#### Dataset rows:
Start

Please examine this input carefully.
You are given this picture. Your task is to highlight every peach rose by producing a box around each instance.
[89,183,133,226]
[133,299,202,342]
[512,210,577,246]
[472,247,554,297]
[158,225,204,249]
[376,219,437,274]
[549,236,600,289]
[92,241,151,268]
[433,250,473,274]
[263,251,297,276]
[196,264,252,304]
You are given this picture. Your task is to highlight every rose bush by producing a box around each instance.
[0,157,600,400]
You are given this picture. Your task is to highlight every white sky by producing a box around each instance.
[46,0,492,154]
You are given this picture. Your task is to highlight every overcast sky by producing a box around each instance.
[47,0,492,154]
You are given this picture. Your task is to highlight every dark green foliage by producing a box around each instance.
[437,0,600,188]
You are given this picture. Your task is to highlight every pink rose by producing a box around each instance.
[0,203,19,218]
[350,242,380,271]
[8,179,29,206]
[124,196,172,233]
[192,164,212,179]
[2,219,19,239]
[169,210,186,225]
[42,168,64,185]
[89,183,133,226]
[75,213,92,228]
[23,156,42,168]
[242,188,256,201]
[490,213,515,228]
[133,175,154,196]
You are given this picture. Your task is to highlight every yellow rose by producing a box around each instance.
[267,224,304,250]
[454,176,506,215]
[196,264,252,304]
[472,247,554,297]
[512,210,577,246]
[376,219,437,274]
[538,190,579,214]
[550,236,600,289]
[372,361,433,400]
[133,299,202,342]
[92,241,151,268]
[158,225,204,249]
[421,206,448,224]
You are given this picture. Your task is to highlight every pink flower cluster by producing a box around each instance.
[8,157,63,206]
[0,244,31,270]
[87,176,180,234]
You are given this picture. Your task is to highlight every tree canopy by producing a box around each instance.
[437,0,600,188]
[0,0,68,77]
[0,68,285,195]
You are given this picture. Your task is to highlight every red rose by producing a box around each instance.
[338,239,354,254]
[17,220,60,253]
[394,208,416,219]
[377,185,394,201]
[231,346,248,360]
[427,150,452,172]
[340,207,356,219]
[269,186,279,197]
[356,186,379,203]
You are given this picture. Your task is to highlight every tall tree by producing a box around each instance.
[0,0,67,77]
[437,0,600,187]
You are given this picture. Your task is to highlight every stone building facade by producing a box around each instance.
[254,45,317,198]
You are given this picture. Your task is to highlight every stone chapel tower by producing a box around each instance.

End

#### Written task:
Retype the entire listing above line for line, matching every word, number, and bracket.

#### Exercise response:
Please examine this input carefully.
You are given this picture. Your task is to highlight every peach rose by producing a box around each instance.
[89,183,133,226]
[133,299,202,342]
[512,210,577,246]
[472,247,554,297]
[158,225,204,249]
[376,219,437,274]
[549,236,600,289]
[92,241,151,268]
[433,250,473,274]
[263,251,297,276]
[196,264,252,304]
You are given this picture. Your task is to highlight every rose bush by producing a box around each instance.
[0,157,600,400]
You are given this picture. Your task is to highlight every white sky by producing a box around each instance.
[46,0,492,154]
You are given this picture. Your task is to highlight every overcast sky by producing a box around each instance.
[47,0,492,154]
You are given this picture. Your task is to highlight every dark green foliage by producing a box around each instance.
[437,0,600,188]
You are given this picture. Your task is to highlight every pink rose by producing a box around each instance.
[0,203,19,218]
[350,242,380,271]
[8,179,29,206]
[124,196,172,233]
[192,164,212,179]
[2,219,19,239]
[169,210,186,225]
[42,168,64,185]
[89,183,133,226]
[75,213,92,228]
[23,156,42,168]
[242,188,256,201]
[490,213,515,228]
[133,175,154,196]
You are given this picture. Your task is to highlight every yellow rose by producing a box around each instance.
[267,224,304,250]
[454,176,506,215]
[196,264,252,304]
[472,247,554,297]
[512,210,577,246]
[376,219,437,274]
[538,190,579,214]
[550,236,600,289]
[372,361,433,400]
[133,299,202,342]
[92,241,151,268]
[158,225,204,249]
[421,206,448,224]
You are given this picture. Your task is to highlight every pink flower cluster by producing a box around each instance.
[8,157,63,206]
[0,244,31,270]
[87,176,180,234]
You are given this picture. Your task is to highlight every tree canopy by producing a box around each instance.
[437,0,600,188]
[0,0,68,77]
[0,68,285,195]
You are given this picture. Your task is to highlight every red rose by producing a box around each instance.
[338,239,354,254]
[17,220,60,253]
[394,208,416,219]
[377,185,394,201]
[231,346,248,360]
[427,150,452,172]
[340,207,356,219]
[269,186,279,197]
[356,186,379,203]
You are given this picture. Your task is to highlight every tall tree by producing a box around each instance.
[0,0,67,77]
[437,0,600,187]
You are given this picture. Your task is to highlight every stone building facade by producing a box around each instance.
[254,45,317,198]
You are given this picture. Your task is to highlight every stone chapel tower by producing a box around each instance.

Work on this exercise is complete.